**DATA SECTION**
-------

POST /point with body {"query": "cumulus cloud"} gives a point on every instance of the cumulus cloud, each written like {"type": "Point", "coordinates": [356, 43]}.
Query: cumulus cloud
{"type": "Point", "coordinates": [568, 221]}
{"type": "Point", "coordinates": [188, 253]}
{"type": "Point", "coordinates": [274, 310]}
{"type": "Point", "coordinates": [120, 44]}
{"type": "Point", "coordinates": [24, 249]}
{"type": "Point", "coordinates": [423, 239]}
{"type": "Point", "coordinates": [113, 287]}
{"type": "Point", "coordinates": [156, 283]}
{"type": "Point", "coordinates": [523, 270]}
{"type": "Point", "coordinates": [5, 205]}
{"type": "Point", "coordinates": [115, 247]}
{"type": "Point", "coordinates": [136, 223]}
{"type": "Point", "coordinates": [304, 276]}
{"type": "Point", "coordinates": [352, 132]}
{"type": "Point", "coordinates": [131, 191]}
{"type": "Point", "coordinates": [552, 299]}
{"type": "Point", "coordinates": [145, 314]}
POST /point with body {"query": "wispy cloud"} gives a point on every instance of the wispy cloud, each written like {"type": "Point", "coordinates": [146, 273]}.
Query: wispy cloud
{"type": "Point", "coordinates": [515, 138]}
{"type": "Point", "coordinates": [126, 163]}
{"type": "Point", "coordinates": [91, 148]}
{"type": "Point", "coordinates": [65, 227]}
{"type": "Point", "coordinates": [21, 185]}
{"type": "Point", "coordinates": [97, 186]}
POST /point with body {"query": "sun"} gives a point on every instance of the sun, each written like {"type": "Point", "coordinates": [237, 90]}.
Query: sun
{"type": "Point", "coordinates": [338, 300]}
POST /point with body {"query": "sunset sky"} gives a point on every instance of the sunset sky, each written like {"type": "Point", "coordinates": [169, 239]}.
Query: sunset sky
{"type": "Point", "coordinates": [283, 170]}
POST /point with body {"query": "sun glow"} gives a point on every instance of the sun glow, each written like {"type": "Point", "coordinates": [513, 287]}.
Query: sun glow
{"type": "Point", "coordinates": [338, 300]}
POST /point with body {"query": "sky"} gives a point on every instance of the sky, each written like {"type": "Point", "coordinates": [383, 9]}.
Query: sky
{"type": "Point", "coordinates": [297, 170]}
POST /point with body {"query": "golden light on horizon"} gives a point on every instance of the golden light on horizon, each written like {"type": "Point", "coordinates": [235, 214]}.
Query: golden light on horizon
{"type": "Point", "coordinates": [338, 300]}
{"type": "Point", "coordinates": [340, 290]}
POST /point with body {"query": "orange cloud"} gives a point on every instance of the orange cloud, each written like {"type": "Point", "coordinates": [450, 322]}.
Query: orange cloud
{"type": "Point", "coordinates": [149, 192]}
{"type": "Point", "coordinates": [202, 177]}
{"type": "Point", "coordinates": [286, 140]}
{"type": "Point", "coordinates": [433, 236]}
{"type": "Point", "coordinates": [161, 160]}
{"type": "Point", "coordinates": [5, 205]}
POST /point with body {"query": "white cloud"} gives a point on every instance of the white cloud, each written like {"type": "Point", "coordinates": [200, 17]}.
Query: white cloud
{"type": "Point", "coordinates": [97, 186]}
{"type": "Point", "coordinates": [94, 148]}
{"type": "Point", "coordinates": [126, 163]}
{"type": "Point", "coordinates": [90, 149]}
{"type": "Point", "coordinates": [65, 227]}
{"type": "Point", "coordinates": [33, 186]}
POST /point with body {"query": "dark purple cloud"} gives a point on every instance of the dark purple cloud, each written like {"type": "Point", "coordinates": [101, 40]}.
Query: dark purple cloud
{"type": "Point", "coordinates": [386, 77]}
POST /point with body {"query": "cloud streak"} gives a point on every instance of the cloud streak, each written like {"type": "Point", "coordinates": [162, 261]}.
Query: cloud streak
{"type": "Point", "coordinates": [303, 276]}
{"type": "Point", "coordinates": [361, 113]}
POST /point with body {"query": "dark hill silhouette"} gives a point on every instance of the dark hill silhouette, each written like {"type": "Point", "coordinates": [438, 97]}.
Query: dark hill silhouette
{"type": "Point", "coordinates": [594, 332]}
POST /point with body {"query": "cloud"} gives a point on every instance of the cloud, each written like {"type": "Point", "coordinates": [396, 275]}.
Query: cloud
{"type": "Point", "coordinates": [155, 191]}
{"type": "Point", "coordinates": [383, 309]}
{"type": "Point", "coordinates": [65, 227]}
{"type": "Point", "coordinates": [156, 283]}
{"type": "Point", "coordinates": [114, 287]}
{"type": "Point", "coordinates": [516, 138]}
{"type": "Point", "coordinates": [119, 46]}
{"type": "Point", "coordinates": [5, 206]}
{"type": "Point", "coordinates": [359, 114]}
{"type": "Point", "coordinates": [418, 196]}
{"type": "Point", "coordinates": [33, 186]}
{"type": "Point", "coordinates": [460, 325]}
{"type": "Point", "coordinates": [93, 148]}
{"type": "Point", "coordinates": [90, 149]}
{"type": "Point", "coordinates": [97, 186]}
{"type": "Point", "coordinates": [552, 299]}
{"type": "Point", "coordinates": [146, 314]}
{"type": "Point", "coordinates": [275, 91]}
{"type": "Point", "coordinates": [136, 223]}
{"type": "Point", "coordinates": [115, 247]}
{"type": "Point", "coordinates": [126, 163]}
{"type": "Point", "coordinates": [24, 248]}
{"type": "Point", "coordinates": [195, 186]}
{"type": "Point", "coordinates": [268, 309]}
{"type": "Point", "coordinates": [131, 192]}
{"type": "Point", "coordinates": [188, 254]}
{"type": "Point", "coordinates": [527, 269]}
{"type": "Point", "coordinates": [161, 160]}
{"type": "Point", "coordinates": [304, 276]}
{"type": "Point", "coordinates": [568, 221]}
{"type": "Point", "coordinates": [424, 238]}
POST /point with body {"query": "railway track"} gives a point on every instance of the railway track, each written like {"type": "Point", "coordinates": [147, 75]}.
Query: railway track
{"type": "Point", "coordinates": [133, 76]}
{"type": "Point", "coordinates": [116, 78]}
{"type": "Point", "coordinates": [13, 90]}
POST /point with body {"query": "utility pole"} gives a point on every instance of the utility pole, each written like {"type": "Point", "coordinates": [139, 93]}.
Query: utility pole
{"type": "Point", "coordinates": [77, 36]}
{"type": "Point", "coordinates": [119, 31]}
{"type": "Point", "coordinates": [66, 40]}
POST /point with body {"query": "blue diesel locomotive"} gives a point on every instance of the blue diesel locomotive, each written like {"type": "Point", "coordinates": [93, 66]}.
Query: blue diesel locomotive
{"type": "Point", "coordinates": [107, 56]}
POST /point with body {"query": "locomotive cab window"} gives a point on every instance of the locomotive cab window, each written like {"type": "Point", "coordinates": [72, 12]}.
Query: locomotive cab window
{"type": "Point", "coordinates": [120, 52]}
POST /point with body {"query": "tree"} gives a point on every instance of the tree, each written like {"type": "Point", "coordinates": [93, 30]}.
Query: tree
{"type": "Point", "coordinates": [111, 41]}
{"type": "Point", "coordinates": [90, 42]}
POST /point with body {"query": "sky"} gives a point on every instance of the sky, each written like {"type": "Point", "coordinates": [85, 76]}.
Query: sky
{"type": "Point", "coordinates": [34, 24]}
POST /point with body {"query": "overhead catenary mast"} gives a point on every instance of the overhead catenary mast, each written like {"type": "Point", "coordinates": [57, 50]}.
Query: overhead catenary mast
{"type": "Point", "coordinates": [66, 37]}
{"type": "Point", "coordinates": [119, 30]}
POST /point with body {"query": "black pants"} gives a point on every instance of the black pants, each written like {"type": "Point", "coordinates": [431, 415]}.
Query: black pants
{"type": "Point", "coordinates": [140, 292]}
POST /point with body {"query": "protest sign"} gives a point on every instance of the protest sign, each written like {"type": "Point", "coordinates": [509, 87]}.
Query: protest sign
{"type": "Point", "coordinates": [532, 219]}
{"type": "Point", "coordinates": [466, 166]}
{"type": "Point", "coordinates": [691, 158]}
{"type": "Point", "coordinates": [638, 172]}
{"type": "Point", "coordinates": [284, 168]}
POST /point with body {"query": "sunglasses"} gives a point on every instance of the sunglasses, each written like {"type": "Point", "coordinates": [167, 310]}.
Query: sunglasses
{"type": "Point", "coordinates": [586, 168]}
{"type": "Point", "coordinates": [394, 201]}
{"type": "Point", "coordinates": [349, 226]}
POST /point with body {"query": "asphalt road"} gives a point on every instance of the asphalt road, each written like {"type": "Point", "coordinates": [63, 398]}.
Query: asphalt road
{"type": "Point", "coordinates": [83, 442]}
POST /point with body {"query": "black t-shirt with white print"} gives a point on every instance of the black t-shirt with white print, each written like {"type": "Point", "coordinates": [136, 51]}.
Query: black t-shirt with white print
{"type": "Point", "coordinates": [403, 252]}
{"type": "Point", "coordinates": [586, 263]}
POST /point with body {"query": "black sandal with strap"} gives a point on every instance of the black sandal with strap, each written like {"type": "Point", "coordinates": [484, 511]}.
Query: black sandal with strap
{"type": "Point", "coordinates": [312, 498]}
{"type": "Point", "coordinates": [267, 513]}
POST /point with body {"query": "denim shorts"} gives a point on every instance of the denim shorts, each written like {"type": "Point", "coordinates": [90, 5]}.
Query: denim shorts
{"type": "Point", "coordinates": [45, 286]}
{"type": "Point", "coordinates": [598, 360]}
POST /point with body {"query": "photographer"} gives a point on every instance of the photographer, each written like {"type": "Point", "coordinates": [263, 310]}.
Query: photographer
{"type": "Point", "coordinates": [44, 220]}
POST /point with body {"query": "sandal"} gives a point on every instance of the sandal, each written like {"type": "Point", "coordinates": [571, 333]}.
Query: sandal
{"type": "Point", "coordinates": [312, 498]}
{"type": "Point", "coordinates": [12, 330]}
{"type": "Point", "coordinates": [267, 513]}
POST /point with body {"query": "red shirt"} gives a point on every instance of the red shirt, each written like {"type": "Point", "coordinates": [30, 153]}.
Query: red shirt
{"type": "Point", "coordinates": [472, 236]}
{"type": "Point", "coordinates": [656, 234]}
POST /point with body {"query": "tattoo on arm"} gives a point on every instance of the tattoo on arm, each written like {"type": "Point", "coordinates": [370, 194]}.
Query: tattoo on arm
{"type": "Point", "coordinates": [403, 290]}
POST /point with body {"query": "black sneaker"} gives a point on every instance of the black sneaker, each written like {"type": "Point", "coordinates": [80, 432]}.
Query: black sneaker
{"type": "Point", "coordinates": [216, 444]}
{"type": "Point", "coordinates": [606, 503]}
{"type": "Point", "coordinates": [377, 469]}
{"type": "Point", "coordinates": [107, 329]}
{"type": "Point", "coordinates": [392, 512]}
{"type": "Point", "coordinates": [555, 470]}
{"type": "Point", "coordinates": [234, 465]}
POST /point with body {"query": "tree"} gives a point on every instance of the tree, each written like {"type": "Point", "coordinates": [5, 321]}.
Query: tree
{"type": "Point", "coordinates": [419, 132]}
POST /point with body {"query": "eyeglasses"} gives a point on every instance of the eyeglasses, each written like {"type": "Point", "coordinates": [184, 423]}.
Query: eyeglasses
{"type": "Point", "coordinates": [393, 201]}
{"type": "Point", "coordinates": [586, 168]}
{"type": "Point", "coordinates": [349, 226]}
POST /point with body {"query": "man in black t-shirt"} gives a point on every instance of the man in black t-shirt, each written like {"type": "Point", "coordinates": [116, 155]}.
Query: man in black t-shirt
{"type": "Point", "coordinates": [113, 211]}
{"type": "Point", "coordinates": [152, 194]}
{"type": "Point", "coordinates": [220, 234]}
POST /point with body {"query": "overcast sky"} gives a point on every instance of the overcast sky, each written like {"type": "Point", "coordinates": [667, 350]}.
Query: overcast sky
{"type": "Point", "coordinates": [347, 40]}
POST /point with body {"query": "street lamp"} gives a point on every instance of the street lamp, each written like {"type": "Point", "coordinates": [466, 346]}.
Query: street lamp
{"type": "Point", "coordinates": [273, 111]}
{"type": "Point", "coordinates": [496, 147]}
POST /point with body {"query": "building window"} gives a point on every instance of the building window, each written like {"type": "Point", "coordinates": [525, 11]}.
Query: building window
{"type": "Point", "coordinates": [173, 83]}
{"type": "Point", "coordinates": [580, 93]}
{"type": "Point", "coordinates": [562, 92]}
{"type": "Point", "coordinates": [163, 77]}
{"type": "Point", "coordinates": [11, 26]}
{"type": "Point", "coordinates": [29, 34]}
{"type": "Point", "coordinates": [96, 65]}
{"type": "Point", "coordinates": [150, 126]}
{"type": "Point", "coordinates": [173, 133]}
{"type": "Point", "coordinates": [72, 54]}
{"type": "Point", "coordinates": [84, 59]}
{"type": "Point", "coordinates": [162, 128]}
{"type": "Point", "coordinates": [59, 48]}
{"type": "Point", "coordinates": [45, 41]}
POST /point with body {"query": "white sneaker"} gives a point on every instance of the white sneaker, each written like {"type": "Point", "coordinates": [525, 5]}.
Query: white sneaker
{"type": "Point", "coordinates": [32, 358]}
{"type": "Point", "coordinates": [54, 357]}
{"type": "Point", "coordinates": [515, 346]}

-------

**REQUEST**
Extract, verbatim, the lines from the one containing "white sneaker, each" through the last line of the listing above.

**WRITTEN RESPONSE**
POST /point with body {"query": "white sneaker"} gives a point on every instance of the white sneaker, each written like {"type": "Point", "coordinates": [525, 5]}.
Query: white sneaker
{"type": "Point", "coordinates": [32, 358]}
{"type": "Point", "coordinates": [54, 357]}
{"type": "Point", "coordinates": [515, 346]}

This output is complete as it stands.